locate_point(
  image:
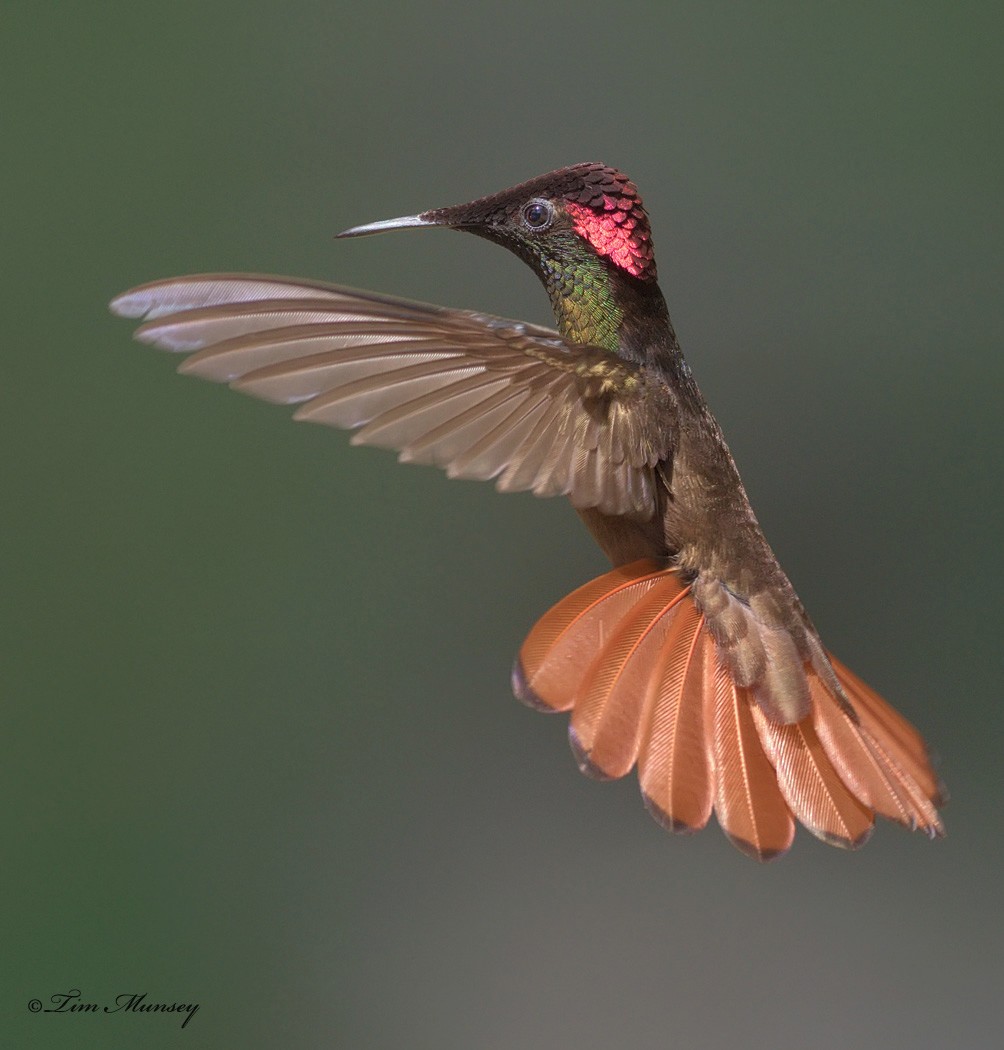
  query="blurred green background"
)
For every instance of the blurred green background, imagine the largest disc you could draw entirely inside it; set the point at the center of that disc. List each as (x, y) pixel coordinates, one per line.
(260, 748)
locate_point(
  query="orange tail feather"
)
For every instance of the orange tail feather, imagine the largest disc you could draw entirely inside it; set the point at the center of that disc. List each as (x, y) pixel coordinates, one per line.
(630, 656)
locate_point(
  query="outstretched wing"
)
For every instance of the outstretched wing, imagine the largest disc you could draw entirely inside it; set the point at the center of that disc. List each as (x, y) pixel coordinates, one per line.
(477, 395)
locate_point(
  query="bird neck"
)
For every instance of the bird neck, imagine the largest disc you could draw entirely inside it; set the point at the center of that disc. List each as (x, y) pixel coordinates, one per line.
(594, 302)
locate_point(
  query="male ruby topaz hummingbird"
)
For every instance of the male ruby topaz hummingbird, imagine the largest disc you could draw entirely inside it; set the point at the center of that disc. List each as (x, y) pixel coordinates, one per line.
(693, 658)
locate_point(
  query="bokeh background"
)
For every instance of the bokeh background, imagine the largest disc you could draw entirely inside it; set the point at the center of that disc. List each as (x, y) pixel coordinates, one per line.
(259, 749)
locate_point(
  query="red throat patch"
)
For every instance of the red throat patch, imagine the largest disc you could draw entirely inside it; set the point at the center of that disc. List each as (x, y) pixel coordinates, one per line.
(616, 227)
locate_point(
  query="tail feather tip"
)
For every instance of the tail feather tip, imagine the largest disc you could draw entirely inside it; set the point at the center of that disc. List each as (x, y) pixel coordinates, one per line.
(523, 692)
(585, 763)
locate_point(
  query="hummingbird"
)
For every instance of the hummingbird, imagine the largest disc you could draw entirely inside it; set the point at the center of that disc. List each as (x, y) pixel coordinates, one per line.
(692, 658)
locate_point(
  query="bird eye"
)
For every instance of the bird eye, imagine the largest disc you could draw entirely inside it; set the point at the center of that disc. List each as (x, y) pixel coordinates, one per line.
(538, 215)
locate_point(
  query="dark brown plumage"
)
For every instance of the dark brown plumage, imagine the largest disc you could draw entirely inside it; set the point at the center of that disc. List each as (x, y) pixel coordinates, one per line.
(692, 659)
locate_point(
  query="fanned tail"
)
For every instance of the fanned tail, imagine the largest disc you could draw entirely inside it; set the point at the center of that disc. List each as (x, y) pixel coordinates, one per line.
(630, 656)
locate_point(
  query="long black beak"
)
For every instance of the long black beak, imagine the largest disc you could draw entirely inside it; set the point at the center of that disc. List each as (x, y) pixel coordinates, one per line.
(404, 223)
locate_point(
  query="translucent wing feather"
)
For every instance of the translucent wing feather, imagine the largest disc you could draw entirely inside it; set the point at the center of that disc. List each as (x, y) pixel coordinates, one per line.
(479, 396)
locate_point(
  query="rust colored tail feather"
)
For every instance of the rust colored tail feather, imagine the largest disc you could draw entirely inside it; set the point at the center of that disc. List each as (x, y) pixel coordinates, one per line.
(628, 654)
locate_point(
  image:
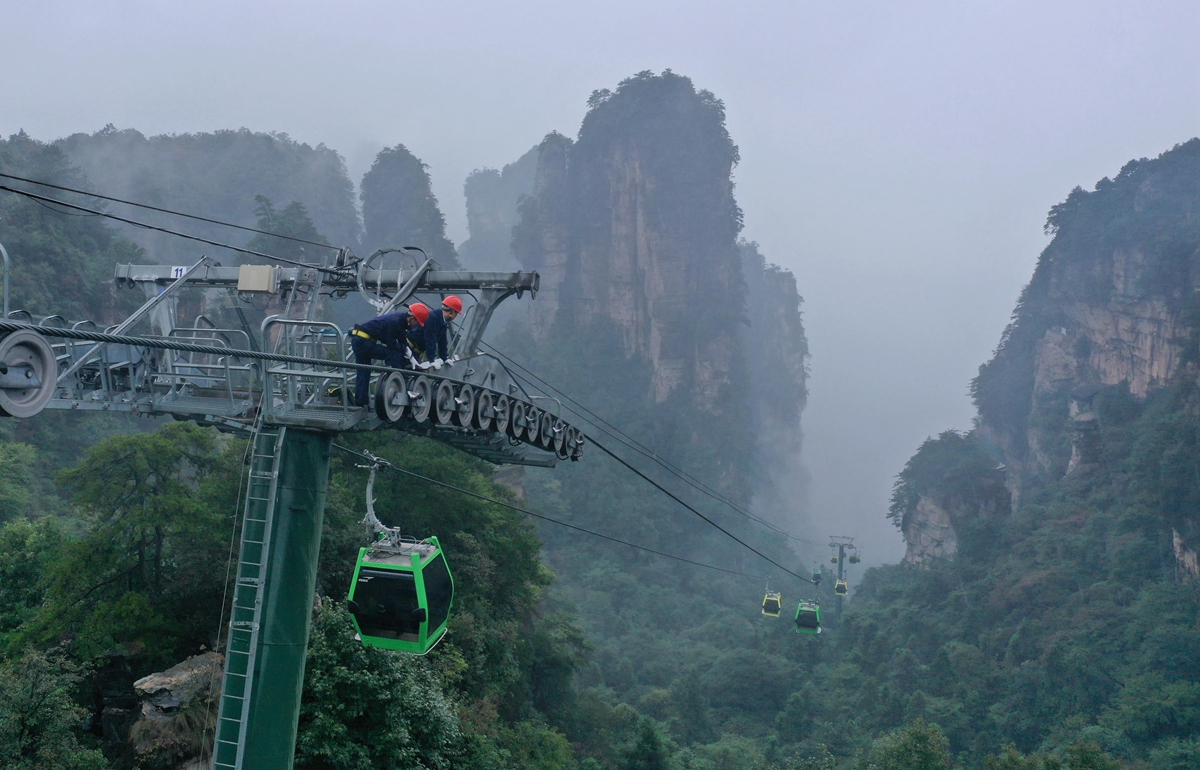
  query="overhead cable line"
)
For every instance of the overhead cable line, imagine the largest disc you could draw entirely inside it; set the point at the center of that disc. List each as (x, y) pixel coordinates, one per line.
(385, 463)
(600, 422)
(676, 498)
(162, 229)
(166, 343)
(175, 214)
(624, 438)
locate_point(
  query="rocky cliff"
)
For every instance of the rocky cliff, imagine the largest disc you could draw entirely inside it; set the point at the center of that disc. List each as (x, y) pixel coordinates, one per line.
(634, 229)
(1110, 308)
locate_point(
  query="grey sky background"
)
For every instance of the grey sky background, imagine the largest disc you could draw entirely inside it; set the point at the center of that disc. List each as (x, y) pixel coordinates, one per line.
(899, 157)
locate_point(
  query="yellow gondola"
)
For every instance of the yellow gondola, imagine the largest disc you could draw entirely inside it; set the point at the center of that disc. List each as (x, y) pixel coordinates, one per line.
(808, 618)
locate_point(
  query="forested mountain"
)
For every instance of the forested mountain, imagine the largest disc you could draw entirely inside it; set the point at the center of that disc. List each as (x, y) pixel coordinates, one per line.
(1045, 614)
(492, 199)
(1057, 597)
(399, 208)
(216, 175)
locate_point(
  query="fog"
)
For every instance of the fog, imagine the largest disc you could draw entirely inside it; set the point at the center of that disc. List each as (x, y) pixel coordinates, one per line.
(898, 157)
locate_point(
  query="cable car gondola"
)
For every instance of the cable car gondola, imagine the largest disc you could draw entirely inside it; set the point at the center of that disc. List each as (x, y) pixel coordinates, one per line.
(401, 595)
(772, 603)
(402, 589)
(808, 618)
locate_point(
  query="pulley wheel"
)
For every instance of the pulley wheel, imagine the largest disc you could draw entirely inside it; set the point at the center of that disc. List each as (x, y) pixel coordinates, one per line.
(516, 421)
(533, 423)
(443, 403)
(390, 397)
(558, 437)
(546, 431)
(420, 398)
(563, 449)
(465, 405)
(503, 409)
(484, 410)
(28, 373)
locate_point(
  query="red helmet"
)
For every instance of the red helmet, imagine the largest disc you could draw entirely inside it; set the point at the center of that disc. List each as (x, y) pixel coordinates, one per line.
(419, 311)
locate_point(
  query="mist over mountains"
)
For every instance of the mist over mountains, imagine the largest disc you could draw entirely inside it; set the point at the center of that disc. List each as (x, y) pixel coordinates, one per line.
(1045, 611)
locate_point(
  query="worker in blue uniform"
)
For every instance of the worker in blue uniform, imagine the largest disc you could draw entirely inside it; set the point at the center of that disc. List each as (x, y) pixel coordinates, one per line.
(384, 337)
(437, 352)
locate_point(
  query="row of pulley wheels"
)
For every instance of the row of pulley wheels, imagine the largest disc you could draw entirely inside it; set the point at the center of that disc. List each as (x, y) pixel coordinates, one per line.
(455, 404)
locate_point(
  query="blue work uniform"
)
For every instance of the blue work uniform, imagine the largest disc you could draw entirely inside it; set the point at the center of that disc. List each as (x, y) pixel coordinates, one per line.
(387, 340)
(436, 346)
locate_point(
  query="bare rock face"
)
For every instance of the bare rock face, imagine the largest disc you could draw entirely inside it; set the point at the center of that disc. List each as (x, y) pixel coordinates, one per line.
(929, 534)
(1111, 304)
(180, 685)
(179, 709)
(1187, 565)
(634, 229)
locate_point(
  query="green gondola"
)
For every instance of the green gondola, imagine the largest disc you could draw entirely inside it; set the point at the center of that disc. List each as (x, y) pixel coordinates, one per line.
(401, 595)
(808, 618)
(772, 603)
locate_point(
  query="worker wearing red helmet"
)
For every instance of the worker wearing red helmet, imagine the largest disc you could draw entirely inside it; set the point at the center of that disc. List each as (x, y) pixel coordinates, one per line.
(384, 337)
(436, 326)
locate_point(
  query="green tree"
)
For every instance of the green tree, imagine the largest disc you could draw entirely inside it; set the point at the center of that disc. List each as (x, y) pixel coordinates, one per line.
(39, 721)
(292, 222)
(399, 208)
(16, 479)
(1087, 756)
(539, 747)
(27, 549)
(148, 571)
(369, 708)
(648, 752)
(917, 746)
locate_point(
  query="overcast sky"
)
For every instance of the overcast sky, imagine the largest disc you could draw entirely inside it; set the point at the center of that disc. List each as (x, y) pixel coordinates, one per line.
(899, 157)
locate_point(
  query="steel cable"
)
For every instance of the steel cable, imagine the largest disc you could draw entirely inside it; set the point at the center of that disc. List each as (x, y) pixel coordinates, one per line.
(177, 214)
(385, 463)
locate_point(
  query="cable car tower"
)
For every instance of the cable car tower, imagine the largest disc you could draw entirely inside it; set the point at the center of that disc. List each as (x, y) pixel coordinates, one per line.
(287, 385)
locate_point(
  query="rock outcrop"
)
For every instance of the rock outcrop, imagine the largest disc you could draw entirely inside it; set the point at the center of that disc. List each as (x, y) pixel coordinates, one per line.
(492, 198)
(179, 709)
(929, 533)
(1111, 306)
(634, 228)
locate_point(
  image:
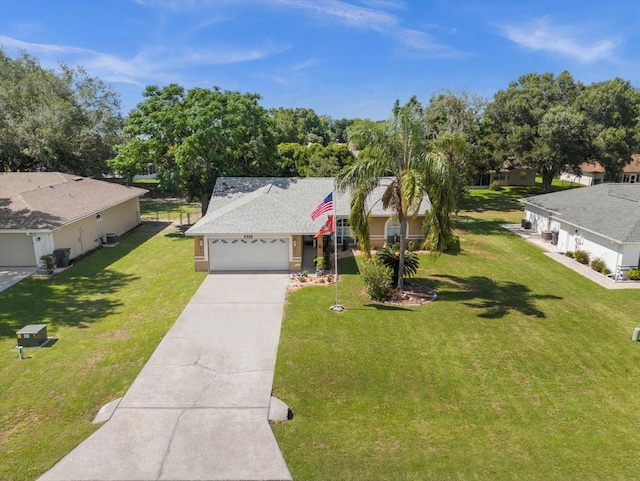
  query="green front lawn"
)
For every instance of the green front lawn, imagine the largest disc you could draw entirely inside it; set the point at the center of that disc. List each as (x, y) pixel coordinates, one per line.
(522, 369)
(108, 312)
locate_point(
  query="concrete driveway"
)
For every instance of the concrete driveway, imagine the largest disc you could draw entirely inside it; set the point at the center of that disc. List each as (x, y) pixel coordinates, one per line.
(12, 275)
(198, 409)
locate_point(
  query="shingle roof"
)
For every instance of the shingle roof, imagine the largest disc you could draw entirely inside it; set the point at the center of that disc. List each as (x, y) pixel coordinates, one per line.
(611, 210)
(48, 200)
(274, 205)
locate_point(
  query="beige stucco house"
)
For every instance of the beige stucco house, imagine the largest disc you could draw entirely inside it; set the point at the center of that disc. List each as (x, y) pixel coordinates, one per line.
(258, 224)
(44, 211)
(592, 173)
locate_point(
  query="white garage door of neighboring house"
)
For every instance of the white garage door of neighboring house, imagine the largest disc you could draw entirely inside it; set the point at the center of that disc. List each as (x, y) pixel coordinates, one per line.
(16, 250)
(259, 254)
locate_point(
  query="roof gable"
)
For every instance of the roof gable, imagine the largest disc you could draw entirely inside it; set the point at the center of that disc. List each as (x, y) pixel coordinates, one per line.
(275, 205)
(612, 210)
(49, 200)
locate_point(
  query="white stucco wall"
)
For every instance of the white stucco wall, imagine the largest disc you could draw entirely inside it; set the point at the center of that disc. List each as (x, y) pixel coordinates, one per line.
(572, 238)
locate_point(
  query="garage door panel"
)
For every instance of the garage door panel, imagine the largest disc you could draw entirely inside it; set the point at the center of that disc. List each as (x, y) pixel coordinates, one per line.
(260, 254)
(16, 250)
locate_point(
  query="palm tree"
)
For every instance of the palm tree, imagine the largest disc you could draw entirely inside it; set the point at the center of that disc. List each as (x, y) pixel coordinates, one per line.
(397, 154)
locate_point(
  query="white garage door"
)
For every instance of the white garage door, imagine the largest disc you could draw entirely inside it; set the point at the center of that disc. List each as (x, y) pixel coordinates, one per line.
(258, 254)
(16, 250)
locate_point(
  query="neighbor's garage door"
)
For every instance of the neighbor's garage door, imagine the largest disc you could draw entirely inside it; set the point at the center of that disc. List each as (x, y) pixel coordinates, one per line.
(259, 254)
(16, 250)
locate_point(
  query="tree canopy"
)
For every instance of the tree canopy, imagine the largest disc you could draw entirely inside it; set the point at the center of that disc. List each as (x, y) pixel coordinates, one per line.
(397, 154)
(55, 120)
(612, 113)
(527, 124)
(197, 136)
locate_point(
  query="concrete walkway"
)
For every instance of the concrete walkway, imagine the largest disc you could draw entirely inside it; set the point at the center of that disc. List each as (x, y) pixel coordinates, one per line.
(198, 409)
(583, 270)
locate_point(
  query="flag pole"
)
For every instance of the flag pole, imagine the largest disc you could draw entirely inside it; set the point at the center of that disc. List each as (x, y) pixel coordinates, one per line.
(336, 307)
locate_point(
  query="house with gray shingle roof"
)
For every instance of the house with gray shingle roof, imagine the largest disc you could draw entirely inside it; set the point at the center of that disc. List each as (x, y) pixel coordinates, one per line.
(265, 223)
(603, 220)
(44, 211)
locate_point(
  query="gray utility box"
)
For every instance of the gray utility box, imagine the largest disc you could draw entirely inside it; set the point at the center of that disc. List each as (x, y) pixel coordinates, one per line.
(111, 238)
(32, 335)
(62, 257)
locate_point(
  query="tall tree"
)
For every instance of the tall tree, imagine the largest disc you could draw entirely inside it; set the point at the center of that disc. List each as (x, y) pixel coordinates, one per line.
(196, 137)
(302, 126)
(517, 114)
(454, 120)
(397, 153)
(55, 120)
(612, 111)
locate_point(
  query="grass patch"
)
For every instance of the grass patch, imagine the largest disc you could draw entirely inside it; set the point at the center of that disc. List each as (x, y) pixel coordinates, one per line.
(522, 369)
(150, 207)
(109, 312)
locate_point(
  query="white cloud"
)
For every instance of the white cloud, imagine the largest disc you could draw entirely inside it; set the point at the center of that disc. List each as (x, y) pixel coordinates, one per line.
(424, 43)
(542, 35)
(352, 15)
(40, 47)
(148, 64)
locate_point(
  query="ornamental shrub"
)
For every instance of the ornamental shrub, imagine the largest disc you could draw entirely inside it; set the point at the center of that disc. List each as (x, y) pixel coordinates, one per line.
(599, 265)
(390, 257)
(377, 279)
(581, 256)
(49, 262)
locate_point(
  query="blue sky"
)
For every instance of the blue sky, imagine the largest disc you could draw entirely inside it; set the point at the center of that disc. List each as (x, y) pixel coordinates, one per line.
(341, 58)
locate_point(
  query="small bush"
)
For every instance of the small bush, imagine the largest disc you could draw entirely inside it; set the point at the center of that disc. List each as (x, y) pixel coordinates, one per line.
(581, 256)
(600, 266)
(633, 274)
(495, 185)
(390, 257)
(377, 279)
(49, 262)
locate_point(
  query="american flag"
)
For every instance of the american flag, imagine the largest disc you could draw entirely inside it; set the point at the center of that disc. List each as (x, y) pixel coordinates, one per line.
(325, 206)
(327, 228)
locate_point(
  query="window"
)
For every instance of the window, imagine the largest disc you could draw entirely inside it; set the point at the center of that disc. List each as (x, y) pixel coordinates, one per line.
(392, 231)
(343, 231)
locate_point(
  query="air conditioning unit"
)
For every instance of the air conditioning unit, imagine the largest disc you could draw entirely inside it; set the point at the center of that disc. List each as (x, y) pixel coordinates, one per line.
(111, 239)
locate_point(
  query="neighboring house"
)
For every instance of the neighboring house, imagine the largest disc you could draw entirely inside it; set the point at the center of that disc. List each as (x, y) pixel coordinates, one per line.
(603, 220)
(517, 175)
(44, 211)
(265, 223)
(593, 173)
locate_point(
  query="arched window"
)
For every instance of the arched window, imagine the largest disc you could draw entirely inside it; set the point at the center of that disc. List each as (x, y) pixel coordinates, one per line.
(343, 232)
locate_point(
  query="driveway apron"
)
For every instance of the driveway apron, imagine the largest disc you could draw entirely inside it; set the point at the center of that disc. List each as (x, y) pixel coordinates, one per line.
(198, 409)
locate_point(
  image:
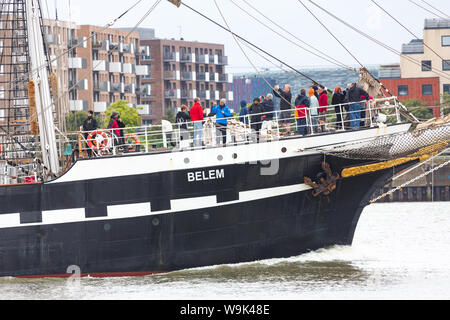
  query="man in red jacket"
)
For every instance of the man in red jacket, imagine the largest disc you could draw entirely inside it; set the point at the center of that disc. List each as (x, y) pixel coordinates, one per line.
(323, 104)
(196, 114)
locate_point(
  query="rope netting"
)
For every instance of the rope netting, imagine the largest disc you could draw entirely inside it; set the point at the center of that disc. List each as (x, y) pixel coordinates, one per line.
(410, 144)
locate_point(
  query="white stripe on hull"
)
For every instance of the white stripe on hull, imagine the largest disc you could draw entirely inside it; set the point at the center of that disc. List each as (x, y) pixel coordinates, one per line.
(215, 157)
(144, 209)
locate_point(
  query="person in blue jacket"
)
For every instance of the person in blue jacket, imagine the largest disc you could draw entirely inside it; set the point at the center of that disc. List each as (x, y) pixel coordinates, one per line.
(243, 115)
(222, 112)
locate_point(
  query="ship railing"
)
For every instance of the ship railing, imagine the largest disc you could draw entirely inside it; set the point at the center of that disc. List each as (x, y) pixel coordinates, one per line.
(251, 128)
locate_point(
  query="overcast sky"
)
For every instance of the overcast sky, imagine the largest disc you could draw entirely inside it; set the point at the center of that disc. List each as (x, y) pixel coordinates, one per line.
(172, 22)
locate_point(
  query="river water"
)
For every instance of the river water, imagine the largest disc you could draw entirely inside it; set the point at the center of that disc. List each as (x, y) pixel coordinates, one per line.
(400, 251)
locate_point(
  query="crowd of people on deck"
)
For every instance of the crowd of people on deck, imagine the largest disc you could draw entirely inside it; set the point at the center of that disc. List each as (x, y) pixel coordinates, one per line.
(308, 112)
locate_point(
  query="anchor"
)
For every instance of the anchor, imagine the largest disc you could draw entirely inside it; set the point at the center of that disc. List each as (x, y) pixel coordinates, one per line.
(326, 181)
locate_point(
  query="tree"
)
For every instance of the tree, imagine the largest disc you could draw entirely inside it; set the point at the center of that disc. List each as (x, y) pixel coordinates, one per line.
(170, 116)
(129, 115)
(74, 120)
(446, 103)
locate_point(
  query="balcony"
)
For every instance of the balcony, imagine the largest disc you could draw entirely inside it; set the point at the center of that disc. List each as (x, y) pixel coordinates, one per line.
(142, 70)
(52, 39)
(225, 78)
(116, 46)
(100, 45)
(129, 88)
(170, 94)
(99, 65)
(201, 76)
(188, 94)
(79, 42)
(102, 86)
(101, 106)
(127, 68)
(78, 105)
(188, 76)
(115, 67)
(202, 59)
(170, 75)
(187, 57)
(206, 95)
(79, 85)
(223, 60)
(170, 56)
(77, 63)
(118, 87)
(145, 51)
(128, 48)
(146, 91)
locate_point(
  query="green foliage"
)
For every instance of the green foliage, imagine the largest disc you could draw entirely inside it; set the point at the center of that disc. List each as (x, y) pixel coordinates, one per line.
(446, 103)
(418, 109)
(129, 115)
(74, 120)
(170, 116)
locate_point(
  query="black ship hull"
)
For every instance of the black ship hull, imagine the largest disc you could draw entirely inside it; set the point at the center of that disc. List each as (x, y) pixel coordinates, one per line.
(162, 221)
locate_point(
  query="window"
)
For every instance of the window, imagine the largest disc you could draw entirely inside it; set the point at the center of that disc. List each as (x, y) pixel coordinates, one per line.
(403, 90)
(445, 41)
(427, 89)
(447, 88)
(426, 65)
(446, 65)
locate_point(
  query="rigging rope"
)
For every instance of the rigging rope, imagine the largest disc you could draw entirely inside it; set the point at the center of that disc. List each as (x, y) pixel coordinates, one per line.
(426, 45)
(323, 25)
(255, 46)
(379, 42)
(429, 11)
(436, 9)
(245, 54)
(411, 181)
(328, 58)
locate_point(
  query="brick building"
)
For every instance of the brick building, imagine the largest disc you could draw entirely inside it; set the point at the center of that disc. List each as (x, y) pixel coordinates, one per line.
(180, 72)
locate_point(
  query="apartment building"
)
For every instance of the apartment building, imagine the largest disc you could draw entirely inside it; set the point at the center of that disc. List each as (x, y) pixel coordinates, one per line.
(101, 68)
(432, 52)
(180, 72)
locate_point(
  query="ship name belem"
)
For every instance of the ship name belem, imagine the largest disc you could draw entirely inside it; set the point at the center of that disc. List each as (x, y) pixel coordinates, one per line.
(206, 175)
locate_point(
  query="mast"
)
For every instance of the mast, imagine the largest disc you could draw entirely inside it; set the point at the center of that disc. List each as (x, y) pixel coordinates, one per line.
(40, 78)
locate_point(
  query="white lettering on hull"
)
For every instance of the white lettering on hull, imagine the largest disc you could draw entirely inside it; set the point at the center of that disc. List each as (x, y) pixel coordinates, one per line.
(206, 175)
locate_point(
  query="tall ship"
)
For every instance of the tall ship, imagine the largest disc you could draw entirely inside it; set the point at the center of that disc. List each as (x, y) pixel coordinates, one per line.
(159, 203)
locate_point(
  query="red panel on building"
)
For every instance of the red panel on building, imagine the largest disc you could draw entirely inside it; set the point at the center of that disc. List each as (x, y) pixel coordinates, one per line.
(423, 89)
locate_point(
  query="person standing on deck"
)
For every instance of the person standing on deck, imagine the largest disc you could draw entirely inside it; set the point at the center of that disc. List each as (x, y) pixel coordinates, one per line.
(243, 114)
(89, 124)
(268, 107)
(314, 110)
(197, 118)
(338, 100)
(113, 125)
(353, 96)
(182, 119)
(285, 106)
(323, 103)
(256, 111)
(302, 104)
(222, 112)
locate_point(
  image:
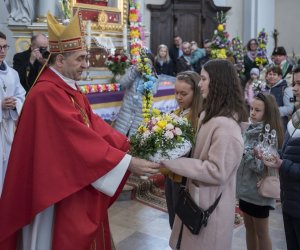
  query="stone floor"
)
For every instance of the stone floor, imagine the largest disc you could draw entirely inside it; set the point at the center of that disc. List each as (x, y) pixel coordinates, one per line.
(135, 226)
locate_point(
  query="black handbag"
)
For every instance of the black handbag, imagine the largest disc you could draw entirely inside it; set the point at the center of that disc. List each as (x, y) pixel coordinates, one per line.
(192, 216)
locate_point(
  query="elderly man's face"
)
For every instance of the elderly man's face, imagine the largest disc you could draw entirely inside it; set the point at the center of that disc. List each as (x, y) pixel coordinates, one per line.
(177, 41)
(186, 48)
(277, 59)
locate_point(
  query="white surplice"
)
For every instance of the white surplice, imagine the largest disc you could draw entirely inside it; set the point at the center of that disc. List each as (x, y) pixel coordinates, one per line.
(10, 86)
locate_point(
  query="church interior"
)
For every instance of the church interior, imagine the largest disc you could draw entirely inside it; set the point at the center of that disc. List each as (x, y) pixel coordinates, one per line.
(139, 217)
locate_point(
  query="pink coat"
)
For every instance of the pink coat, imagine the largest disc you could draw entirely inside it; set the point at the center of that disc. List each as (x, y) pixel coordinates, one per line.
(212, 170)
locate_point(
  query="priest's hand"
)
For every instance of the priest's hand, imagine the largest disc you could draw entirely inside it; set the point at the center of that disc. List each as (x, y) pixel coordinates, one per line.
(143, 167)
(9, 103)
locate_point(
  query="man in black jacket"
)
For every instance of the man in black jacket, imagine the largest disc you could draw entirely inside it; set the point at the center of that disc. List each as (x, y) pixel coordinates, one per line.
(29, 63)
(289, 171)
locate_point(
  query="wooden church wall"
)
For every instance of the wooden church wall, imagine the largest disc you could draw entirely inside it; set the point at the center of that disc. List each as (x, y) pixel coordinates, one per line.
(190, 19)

# [PROMPT]
Pull out every line of the data above that contains the string "priest", matching case exactly.

# [EXERCISE ANSWER]
  query="priest's hand"
For every instance of the priest's hand, imagine the largest disc you could draw entirely inside it; set the point at the center of that disc. List each as (x, y) pixel coordinates, one per line.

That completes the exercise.